### SOURCE DATA

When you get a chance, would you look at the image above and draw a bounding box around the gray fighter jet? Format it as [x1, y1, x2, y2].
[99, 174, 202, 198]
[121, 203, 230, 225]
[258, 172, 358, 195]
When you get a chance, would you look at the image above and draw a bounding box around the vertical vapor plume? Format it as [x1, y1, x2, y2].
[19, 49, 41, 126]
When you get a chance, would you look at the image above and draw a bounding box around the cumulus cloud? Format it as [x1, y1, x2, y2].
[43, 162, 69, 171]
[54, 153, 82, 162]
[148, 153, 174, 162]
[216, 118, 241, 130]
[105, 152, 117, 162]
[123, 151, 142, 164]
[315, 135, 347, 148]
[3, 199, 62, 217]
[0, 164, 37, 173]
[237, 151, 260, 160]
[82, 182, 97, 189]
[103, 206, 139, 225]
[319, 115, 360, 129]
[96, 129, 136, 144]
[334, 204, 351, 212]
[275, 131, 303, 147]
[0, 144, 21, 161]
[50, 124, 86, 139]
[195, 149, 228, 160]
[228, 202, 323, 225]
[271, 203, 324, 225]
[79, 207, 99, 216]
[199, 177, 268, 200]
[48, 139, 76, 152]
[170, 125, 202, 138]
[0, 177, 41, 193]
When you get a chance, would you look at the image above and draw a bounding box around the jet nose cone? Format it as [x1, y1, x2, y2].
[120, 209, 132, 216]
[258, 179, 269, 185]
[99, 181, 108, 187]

### TRY IT
Would you retype the full listing without altering a single word?

### THE ANSWER
When you get a chance, would you look at the image above and draw a bounding box around the gray fighter jet? Format it as [x1, y1, x2, y2].
[99, 174, 202, 198]
[121, 203, 230, 225]
[258, 172, 358, 195]
When you get a chance, would you look at the image above and draw a bounding box around the vertical vapor plume? Format it as [x1, y1, x2, y2].
[19, 49, 41, 126]
When you get a chance, would you look at the image above and draw a bounding box around the cumulus cloud? Format it as [x1, y1, x2, y2].
[43, 162, 69, 171]
[54, 153, 82, 162]
[148, 153, 174, 162]
[216, 118, 241, 130]
[105, 152, 117, 162]
[123, 151, 142, 164]
[315, 135, 347, 148]
[3, 199, 62, 217]
[0, 164, 37, 173]
[237, 151, 260, 160]
[82, 182, 97, 189]
[103, 206, 139, 225]
[319, 115, 360, 129]
[96, 129, 136, 144]
[334, 204, 351, 212]
[275, 131, 303, 147]
[0, 144, 21, 161]
[50, 124, 86, 139]
[195, 149, 228, 160]
[228, 202, 323, 225]
[271, 203, 324, 225]
[79, 207, 99, 216]
[199, 177, 268, 200]
[48, 139, 76, 152]
[170, 125, 202, 138]
[0, 177, 41, 193]
When you get a chance, would you look at the image above and draw a bounding box around the jet nose cone? Format it as [x1, y1, x2, y2].
[120, 209, 132, 216]
[258, 179, 269, 185]
[99, 181, 108, 187]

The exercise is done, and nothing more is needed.